This is actually a really fertile time in Israel’s prophetic life – lots of the prophets come from this period: Isaiah, Hosea, Micah and so on. (Interestingly, they didn’t always agree with each other. But that’s a different topic.) A key question for the prophets was what will happen when Assyria reaches Jerusalem? Will Jerusalem fall? Will Judah survive? Enter Isaiah with a decidedly mixed answer: almost.
The Assyrians, Isaiah says, will destroy most of Judah and even lay siege to the walls of Jerusalem, but won’t ultimately take the city. Better news for the people in the city, certainly, than for them in the countryside – which is why Isaiah paints a much-different prophetic picture from inside the city, than Micah does from the countryside… an interesting case-study for how our circumstances affect our perspectives on a situation. But… that’s for another time.
For our purposes here, let’s understand it this way: things were bleak, and not looking to get better for a while. How long, you ask? So did King Ahaz, and Isaiah’s answer was that there is a young woman who is already pregnant, she will give birth and before that child is old enough to be weaned (probably about two years or so), the Assyrians will leave. The child’s name: Immanuel, or “God is with us.” – cold comfort for the difficult days ahead.
With the context laid, let us read from the 7th chapter of Isaiah (vs10-16).
10 Again the Lord spoke to Ahaz, 11 “Ask a sign of the Lord your God; let it be deep as Sheol or high as heaven.” 12 But Ahaz said, “I will not ask, and I will not put the Lord to the test.” 13 And he said, “Hear then, O house of David! Is it too little for you to weary men, that you weary my God also? 14 Therefore the Lord himself will give you a sign. Behold, a young woman[a] shall conceive and bear[b] a son, and shall call his name Imman′u-el.[c] 15 He shall eat curds and honey when he knows how to refuse the evil and choose the good. 16 For before the child knows how to refuse the evil and choose the good, the land before whose two kings you are in dread will be deserted.

[Point annotation dataset items]

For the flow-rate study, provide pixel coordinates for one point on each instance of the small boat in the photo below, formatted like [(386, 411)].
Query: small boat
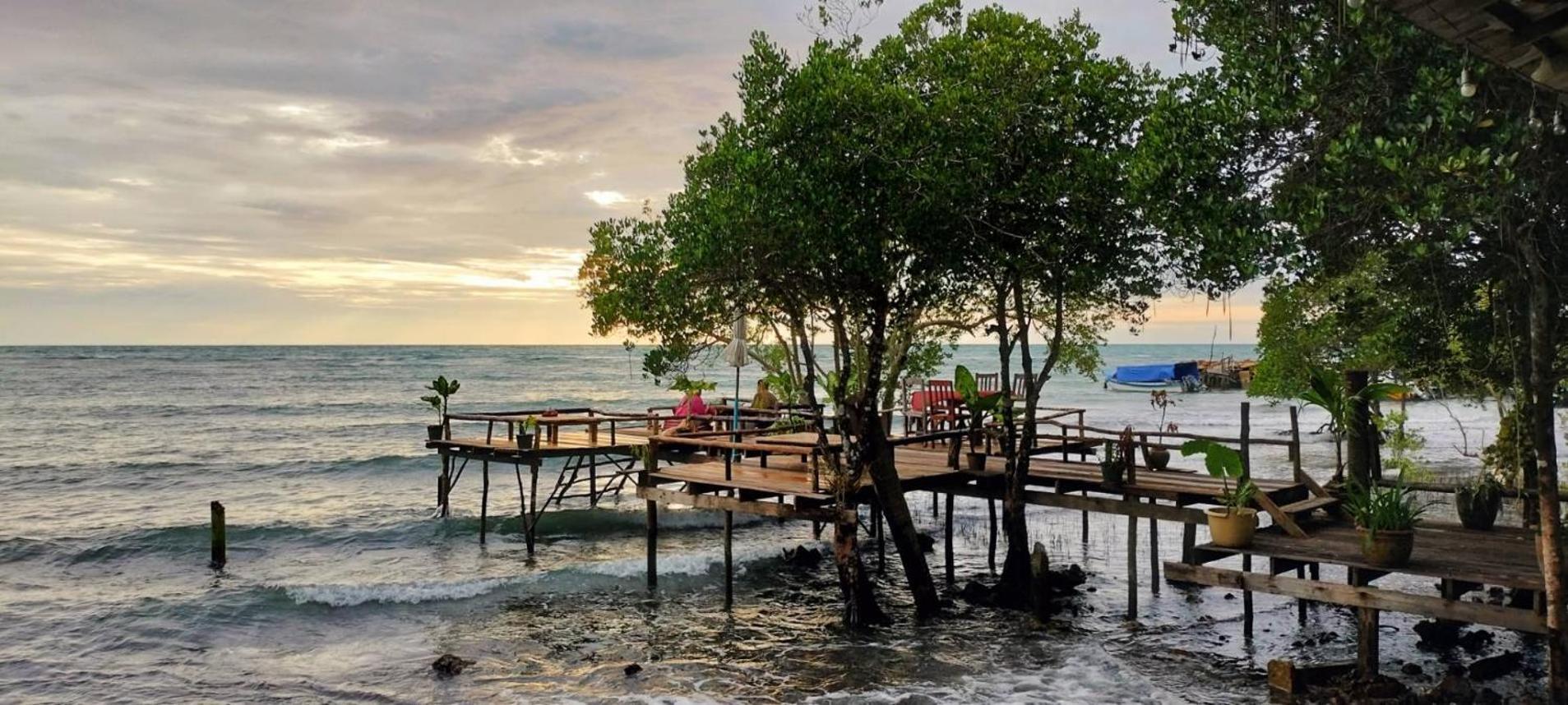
[(1145, 378)]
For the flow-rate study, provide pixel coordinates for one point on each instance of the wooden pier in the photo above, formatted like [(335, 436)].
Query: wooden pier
[(784, 475)]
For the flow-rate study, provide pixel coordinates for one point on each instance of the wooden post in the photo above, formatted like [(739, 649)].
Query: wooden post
[(220, 537), (990, 556), (1366, 643), (947, 537), (1132, 564), (485, 502), (1247, 601), (1154, 552), (650, 464), (534, 503), (1247, 444), (729, 560), (1296, 445)]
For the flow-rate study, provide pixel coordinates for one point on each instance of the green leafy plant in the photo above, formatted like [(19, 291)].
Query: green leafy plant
[(689, 385), (1377, 508), (1327, 392), (441, 399), (1223, 463), (980, 406)]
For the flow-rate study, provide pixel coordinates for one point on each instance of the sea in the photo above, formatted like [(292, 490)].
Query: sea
[(342, 585)]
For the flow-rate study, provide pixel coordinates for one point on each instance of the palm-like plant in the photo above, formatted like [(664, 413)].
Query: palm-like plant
[(441, 399), (1329, 394), (980, 406)]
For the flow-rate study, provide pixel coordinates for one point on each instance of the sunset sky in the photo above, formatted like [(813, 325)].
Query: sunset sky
[(198, 171)]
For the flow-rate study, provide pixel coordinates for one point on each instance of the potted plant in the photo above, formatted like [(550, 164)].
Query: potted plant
[(1159, 458), (1112, 466), (1231, 523), (1386, 522), (1478, 502), (980, 408), (525, 433), (439, 400)]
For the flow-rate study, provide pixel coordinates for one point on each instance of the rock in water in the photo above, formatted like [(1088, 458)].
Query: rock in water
[(1496, 666), (802, 556), (1040, 582), (449, 665)]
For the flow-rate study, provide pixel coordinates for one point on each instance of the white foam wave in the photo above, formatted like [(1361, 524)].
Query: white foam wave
[(392, 592)]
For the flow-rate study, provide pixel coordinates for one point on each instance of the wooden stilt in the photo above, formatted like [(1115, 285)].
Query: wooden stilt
[(1154, 552), (729, 560), (1132, 566), (1300, 604), (220, 537), (990, 556), (1366, 643), (534, 503), (1247, 601), (1085, 522), (485, 502), (947, 537)]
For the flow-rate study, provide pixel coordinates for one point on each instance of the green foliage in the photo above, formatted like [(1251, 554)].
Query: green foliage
[(691, 385), (1504, 458), (1223, 463), (439, 400), (1377, 508)]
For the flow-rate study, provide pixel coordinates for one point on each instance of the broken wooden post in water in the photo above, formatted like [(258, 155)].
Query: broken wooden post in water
[(220, 537)]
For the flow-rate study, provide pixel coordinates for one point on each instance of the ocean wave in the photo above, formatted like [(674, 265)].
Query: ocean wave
[(354, 594)]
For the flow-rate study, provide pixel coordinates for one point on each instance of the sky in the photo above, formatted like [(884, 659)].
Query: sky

Problems and tasks
1. For each statement below, decide whether the text on Isaiah's prophecy to Ahaz agrees with it, answering yes or no and quoting the words that decide it: (a) The prophets of this period always agreed with one another. (b) Isaiah declared that the Assyrians would ultimately take Jerusalem. (c) The name Immanuel means "God is with us."
2. List every prophet named in the text on Isaiah's prophecy to Ahaz.
3. According to the text on Isaiah's prophecy to Ahaz, about how old would the child probably be when old enough to be weaned?
The items are not needed for what follows.

Responses to the tasks
1.
(a) No: "Interestingly, they didn’t always agree with each other."
(b) No: "but won’t ultimately take the city."
(c) Yes: "The child’s name: Immanuel, or “God is with us.”"

2. Isaiah, Hosea, Micah

3. Probably about two years or so.